*Fragment do przeczytania:*

21 września 2016 | 19:59

Jovetić10 i dlatego postanowiłeś przymknąć oko na regularne babole dawidka no cóż ambitnie

Jovetić10

Jovetić10

21 września 2016 | 20:00

xD

Pawel

Pawel

21 września 2016 | 20:06

Ponad pół roku temu rozegraliśmy jeden z lepszych meczy pod wodzą Manciniego z Juventusem w Pucharze Włoch, ale później nie miało to przełożenia na formę i graliśmy w kratkę, jak będzie tym razem pod wodzą FDB? Również ciekawi mnie jak poradzimy sobie bez Banegi.

Wiktor

Wiktor

21 września 2016 | 20:07

Obaj są siebie warci. Jednego Yuto nie można odmówić to tego że się stara. Kiedyś był nawet niezły, zresztą Santon też, ale potem

armin van buuren

armin van buuren

21 września 2016 | 20:16

Santon może nie gra o wiele wyższy poziom niż łagatomo, ale nie biegnie na przypał przy lini autu jak najdalej do przodu by ostatecznie wrzucić do nikogo, poza tym santon bardziej ogarnia obronie niż żółtek., mimo jakiś problemów zdrowotnych (nie przeszedł testów w dwóch klubach)

*Zadania pisemne:*
- A) Z jaką drużyną i w jakich rozgrywkach, według fragmentu, rozegrano ponad pół roku wcześniej jeden z lepszych meczów pod wodzą Manciniego?
- B) Wyszukaj w liście wszystkie wiersze zawierające słowo „grass” i przepisz każdy z nich.
Fragment i lista pochodzą z dwóch różnych, niezwiązanych ze sobą źródeł.

*Podane wpisy:*
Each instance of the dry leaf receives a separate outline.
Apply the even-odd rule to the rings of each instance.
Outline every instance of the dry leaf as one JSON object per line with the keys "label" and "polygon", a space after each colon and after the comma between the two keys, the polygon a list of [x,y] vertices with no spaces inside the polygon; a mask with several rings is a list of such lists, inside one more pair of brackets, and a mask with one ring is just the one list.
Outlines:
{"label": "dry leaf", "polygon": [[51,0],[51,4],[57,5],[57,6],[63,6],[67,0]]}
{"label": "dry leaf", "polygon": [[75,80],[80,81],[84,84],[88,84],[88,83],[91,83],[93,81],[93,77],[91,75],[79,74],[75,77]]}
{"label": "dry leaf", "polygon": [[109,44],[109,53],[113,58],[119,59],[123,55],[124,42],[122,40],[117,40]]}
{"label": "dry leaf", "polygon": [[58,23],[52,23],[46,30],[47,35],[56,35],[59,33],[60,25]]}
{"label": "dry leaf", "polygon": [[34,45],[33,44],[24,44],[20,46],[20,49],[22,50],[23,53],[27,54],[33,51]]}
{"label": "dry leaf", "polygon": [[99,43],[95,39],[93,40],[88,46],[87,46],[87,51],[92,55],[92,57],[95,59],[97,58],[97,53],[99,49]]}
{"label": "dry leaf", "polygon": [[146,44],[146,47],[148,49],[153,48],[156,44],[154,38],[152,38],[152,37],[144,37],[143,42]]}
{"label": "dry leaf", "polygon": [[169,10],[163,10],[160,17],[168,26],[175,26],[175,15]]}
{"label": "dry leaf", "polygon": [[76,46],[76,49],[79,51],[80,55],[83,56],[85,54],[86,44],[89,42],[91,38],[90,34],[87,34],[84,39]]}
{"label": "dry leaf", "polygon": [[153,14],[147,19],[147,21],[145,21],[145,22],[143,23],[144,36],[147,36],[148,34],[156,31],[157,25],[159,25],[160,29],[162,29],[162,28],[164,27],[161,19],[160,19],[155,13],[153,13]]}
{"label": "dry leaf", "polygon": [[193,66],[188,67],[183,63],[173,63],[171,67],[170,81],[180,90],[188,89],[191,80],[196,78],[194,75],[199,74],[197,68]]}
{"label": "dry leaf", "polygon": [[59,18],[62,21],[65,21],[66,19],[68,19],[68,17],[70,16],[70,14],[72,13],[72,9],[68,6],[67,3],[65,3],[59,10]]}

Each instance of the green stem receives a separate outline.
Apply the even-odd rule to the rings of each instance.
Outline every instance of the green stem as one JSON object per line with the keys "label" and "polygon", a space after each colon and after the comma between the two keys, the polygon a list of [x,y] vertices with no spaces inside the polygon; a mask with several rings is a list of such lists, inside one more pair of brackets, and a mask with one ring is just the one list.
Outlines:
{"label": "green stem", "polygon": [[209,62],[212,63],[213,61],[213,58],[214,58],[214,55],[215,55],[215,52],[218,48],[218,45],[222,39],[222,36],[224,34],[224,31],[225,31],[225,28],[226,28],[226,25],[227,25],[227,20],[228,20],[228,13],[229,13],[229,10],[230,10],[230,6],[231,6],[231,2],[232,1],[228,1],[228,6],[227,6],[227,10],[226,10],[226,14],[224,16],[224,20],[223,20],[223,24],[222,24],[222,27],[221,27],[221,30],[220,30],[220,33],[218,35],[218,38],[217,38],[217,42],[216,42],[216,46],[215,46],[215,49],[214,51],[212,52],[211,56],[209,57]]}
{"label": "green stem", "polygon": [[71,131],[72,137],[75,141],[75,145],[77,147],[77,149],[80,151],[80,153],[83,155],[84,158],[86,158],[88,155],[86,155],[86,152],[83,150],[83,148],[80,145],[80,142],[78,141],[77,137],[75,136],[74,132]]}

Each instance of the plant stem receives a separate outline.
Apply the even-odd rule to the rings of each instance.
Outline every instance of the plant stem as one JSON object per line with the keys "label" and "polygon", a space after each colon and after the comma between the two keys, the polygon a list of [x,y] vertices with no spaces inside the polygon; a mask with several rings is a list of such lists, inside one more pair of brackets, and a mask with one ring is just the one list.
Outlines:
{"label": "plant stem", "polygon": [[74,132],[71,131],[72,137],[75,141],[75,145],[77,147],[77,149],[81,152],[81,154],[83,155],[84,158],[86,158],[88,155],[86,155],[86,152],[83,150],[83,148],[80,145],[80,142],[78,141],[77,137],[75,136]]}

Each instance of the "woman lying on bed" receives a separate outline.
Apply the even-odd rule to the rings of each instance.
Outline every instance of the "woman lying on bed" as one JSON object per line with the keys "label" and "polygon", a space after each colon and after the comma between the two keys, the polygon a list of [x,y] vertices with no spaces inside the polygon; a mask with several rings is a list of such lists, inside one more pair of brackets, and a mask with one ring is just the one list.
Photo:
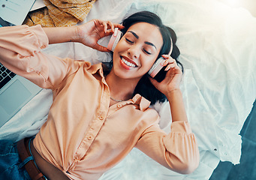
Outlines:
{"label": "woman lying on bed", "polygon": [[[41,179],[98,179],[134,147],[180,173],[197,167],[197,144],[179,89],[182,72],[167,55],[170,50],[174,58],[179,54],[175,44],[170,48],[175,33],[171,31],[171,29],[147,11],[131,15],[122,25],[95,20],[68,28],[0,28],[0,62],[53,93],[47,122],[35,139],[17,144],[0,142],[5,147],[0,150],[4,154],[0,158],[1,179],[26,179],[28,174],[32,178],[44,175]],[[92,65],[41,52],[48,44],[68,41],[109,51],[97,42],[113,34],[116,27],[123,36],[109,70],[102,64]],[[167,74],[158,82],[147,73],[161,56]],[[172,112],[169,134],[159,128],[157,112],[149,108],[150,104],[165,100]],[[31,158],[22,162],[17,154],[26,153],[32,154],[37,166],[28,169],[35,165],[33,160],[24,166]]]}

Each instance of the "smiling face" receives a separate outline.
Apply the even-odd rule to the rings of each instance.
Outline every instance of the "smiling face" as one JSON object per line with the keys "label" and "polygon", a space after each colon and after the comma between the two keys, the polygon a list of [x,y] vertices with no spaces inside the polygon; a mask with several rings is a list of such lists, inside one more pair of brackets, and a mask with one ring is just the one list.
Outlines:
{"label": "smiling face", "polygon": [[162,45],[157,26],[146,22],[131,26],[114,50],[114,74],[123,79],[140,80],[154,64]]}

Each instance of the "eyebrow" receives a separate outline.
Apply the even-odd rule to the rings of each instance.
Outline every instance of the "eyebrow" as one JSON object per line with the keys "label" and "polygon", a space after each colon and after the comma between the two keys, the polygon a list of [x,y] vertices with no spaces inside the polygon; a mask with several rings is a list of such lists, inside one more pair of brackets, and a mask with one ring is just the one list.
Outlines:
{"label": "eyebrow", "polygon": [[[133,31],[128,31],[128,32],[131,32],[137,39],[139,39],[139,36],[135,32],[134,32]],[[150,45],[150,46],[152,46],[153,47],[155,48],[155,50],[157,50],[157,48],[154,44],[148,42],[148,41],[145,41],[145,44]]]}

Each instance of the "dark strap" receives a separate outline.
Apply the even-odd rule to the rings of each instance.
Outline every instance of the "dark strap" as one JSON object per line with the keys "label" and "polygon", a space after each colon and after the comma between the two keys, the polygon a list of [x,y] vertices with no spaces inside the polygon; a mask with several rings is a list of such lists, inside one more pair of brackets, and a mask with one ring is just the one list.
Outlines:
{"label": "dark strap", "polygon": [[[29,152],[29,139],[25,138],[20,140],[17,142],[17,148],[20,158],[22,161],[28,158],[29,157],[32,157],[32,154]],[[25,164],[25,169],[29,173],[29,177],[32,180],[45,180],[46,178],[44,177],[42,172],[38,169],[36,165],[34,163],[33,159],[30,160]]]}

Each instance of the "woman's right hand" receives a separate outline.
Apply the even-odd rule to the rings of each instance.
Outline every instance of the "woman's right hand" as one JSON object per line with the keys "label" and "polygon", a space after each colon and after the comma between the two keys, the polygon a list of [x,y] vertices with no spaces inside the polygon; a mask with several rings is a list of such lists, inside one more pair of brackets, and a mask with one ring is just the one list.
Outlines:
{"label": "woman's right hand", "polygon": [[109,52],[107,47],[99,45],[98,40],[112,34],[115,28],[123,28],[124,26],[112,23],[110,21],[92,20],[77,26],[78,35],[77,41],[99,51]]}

--

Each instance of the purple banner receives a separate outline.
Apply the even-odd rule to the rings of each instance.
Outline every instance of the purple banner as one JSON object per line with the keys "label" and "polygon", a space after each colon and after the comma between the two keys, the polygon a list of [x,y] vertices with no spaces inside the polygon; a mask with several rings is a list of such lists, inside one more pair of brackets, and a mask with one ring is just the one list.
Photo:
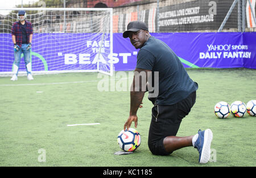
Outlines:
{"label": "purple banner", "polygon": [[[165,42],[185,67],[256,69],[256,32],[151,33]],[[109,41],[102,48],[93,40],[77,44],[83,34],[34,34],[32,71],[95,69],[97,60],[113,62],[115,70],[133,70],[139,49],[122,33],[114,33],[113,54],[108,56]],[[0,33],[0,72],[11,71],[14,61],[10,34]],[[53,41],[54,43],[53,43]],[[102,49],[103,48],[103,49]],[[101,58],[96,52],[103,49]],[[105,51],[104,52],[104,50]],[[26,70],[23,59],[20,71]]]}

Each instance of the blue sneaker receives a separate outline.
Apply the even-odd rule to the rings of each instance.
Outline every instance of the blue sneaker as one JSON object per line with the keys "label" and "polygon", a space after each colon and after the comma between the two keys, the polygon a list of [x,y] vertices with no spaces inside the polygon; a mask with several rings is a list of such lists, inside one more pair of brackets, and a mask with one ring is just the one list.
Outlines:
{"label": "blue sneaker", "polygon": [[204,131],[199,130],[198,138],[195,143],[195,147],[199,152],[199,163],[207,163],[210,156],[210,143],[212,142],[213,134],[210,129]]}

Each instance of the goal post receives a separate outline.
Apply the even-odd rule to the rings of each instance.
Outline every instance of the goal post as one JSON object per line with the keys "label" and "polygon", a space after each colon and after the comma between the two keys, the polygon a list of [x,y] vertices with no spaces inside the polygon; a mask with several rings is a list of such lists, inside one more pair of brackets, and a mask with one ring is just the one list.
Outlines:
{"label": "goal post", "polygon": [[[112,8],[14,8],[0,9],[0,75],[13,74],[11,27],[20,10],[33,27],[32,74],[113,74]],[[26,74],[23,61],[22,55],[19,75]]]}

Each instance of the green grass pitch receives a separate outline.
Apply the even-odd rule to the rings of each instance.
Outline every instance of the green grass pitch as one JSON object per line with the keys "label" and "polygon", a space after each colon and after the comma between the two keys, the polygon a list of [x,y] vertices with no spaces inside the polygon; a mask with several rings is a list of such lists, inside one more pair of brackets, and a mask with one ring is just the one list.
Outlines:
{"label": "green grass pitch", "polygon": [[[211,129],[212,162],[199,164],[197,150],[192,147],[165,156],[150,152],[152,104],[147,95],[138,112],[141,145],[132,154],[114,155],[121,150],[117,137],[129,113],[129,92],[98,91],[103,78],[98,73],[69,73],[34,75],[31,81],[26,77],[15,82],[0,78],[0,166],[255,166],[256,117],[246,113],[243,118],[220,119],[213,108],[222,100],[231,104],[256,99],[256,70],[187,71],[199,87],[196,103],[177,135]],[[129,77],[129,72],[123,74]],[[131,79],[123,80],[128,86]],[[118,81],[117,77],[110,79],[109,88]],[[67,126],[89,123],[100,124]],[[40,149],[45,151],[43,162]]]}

* * *

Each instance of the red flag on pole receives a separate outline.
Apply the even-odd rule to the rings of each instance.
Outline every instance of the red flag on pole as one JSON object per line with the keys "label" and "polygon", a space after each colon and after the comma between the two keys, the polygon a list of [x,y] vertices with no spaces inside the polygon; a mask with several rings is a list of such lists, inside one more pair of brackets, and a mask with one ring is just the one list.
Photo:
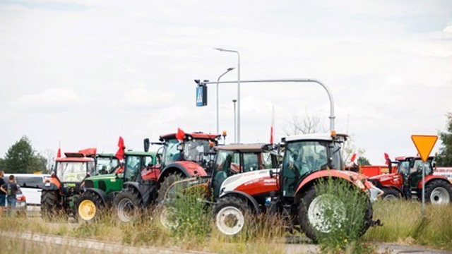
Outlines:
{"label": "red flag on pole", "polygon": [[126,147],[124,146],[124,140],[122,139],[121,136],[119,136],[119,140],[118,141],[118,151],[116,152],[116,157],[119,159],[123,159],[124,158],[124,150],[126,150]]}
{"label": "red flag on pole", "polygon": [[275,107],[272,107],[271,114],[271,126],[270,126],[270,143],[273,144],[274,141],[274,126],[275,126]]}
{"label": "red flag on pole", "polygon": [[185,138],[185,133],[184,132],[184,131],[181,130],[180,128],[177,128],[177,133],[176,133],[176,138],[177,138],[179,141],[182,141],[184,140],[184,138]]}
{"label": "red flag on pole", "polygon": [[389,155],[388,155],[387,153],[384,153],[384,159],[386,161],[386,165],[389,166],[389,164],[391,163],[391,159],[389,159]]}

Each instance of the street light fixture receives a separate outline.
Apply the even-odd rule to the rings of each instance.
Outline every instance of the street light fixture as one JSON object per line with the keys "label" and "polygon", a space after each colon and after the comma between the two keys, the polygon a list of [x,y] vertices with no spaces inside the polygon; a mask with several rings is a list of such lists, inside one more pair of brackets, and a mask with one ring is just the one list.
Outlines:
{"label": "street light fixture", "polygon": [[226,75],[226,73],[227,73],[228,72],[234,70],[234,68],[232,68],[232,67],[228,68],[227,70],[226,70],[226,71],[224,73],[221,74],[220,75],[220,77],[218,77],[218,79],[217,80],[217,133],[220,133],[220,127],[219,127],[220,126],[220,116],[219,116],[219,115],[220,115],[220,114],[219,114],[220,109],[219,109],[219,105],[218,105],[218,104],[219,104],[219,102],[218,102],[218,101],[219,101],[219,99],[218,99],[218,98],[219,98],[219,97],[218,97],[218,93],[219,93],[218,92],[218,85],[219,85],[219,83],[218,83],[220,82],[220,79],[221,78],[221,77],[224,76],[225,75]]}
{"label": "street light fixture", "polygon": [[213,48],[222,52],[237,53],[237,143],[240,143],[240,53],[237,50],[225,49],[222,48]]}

*Odpowiedzi:*
- A) Z Juventusem, w Pucharze Włoch.

- B)
Each instance of the green grass pitch receives a separate outline.
Outline every instance of the green grass pitch as one JSON object per line with the keys "label" and "polygon", a space after each colon and after the comma between the two keys, the polygon a list of [x,y] vertices with no spaces inside the polygon; a mask with several rings is a list of such lists, inside one more pair of brackets, and a mask with one ring is just the one list.
{"label": "green grass pitch", "polygon": [[[211,129],[212,162],[199,164],[197,150],[192,147],[165,156],[150,152],[152,104],[147,95],[138,112],[141,145],[132,154],[114,155],[121,150],[117,137],[129,113],[129,92],[98,91],[103,78],[98,73],[69,73],[34,75],[31,81],[26,77],[15,82],[0,78],[0,166],[255,166],[256,117],[246,113],[243,118],[220,119],[213,108],[222,100],[231,104],[256,99],[256,70],[187,71],[199,87],[196,103],[177,135]],[[129,77],[129,72],[123,74]],[[131,79],[123,80],[128,86]],[[118,81],[117,77],[110,79],[109,88]],[[67,126],[89,123],[100,124]],[[40,149],[45,151],[43,162]]]}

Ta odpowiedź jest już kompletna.